◆ DATASET RECORDS:
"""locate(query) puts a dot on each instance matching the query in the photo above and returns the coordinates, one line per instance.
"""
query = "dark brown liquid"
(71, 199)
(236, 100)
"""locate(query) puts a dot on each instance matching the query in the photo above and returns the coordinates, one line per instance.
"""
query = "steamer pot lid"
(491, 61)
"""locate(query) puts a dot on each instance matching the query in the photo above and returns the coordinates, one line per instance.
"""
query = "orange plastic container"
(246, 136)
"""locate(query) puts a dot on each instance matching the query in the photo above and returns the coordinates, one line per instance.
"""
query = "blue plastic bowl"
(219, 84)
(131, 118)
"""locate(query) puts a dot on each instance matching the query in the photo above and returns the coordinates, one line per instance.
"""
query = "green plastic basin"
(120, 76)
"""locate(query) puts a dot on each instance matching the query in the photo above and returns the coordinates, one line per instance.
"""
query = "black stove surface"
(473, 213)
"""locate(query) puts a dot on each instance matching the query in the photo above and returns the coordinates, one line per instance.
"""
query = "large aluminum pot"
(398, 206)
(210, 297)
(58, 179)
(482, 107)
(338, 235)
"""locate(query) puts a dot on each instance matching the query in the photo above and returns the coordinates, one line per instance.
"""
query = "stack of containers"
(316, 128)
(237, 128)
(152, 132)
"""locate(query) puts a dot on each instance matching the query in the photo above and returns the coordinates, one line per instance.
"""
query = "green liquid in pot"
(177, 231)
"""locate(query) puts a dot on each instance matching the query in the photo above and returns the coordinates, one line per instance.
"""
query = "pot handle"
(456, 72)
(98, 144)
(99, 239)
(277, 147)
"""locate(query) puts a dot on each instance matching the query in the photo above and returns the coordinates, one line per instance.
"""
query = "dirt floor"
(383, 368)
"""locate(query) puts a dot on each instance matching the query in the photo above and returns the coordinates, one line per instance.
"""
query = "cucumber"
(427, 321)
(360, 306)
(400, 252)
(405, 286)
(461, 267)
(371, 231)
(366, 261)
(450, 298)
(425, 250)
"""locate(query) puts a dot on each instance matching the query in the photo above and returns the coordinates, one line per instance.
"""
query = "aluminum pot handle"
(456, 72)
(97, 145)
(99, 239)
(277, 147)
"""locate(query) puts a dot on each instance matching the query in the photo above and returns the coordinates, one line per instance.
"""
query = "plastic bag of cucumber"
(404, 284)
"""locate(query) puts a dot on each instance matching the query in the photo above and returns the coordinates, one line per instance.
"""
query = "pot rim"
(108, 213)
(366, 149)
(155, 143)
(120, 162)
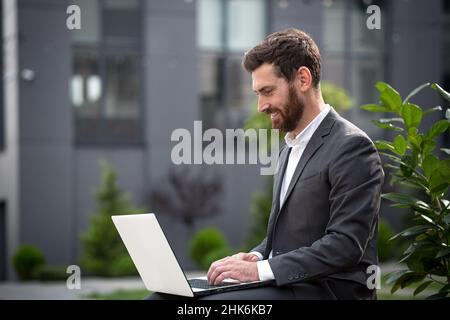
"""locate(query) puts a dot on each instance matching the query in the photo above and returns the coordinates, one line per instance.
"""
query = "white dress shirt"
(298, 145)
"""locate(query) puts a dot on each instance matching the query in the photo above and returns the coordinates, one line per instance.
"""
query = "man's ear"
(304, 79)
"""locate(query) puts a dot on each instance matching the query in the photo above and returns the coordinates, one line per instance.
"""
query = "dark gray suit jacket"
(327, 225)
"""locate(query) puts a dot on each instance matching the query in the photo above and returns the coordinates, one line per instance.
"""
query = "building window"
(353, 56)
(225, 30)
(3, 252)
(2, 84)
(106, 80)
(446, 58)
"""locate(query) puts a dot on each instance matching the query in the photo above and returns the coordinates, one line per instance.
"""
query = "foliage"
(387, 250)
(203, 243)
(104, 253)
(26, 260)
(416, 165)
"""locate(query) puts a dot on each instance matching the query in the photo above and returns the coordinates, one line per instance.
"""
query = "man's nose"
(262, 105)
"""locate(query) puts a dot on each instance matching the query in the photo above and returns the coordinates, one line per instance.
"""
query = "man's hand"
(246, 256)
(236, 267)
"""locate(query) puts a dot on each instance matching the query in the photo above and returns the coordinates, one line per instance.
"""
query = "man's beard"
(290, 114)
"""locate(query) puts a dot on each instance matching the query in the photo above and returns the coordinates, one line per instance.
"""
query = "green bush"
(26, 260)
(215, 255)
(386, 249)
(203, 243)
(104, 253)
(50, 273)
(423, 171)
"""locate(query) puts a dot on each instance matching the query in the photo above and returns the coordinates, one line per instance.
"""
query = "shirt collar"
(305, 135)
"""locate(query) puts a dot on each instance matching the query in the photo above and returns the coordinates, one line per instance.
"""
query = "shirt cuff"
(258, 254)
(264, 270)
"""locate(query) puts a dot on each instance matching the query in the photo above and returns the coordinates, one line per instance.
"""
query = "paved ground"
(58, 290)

◆ WHAT IS BEING ASKED: The listing above must be repeated exactly, apart from the pictures.

◆ SOLUTION FOR THIS PROBLEM:
"""locate(query) puts a dot on each instance matching the query in the photo above and returns the coordinates, one line per instance.
"""
query = "dark brown liquid"
(71, 199)
(236, 100)
"""locate(query) puts a dot on each instance matching the query in the photo above and returns the coordinates, one line per instance.
"""
query = "steamer pot lid"
(491, 61)
"""locate(query) puts a dot on each instance matching the query in the photo above and returns the coordinates, one line per instance.
"""
query = "orange plastic container"
(246, 136)
"""locate(query) puts a dot on each instance matching the query in the photo above and returns the coordinates, one line per instance.
"""
query = "blue plastic bowl"
(219, 84)
(131, 118)
"""locate(query) puts a dot on each instance matching the query in the photo above and returns the coordinates, one line per instance.
"""
query = "green plastic basin"
(120, 76)
"""locate(query) puts a dot on each instance matching the query in the photo above and returns the coordinates, one line per instance.
"""
query = "black stove surface"
(473, 213)
"""locate(query) puts a dot on each instance matching the query in the photo above and returns the coordinates, one line per instance.
"""
query = "large aluminum pot"
(398, 206)
(210, 297)
(58, 179)
(482, 107)
(338, 235)
"""locate(query) puts a dot on each instance matching the query in the photo above and returns the coordinates, one line per instance.
"""
query = "stack of containers"
(316, 128)
(237, 128)
(152, 132)
"""locate(query) puts a dot on each instance matching the query in the photo above and returns the coordinates, one line per instance.
"""
query = "green liquid in pot"
(177, 231)
"""locate(query) puts a dot on each instance matching the query in the photo above and returns the coordinates, one line per instance.
"""
query = "pot handle"
(456, 72)
(98, 144)
(99, 239)
(277, 147)
"""locate(query) puts a dot on each instance matching the query in the photo above and returns the coordinates, one line per instance.
"""
query = "dirt floor"
(383, 368)
"""locate(query) puts a dot on each instance matching the query in the photo above and returns the coordinates, one line per instance.
"""
query = "cucumber"
(427, 321)
(360, 306)
(400, 252)
(405, 286)
(461, 267)
(371, 231)
(366, 261)
(450, 298)
(425, 250)
"""locate(query) puts a dot on each instance matching the query in the photo above and returns the coordinates, one line per instance.
"""
query = "aluminum pot handle"
(456, 72)
(97, 145)
(99, 239)
(277, 147)
"""locate(query) puts a dot on each instance matching the query in the photo above and returns the coordinates, one line per instance.
"""
query = "plastic bag of cucumber"
(404, 284)
"""locate(query) puts a dot on each instance matching the query in the photo above and returns the coordinates, one line per instance.
"""
query = "pot rim"
(108, 213)
(366, 149)
(155, 143)
(120, 162)
"""locate(query) puts a dot on each instance matching the query in the photo above and returns the coordinates, one line per instance.
"""
query = "white dress shirt"
(298, 145)
"""locate(query) puts a dot on each instance matching the query in the photo above and returns the coordinates, one line per instance.
"""
query = "man's ear"
(304, 79)
"""locate(query) puts a dot on each instance matching the query in the photo above and returns the coordinates, one line per instance.
"""
query = "dark gray suit jacket"
(327, 225)
"""locate(query) puts a dot on each instance matching the query in the photo above and returns the coordinates, one line per instance.
"""
query = "building window"
(353, 56)
(225, 30)
(3, 252)
(2, 84)
(106, 80)
(446, 58)
"""locate(query) puts a dot on each instance matching the query in the photo above and returns the coordinates, one line per instance.
"""
query = "foliage"
(387, 250)
(203, 243)
(104, 253)
(26, 260)
(416, 165)
"""locate(query) puts a dot on each instance matching the query in the photo above and returns the coordinates, one line per instance.
"""
query = "man's nose"
(262, 105)
"""locate(query) puts a dot on each instance matching the query in the photo above and returns the coordinates, one line per instance.
"""
query = "man's hand"
(246, 256)
(236, 267)
"""locate(query) puts a dot on each instance matching the query in the photo above and returns the coordinates, one line per instance.
"""
query = "man's beard"
(290, 114)
"""locate(query) puts a dot on each instance matching the query in the photo above and returns the coordinates, one line per instance.
"""
query = "green bush"
(26, 260)
(215, 255)
(386, 249)
(203, 243)
(104, 253)
(50, 273)
(423, 171)
"""locate(query) puts a dot on each instance matching the query in the photo above and returns the coordinates, one line per instance.
"""
query = "shirt collar"
(305, 135)
"""locate(query) puts a dot on each instance matching the query in the photo above and returns the coordinates, one line per instance.
"""
query = "shirt cuff"
(258, 254)
(264, 270)
"""locate(query) puts a dot on each instance matching the query in the photo above and returns the coordinates, one line per instance.
"""
query = "paved ground"
(58, 290)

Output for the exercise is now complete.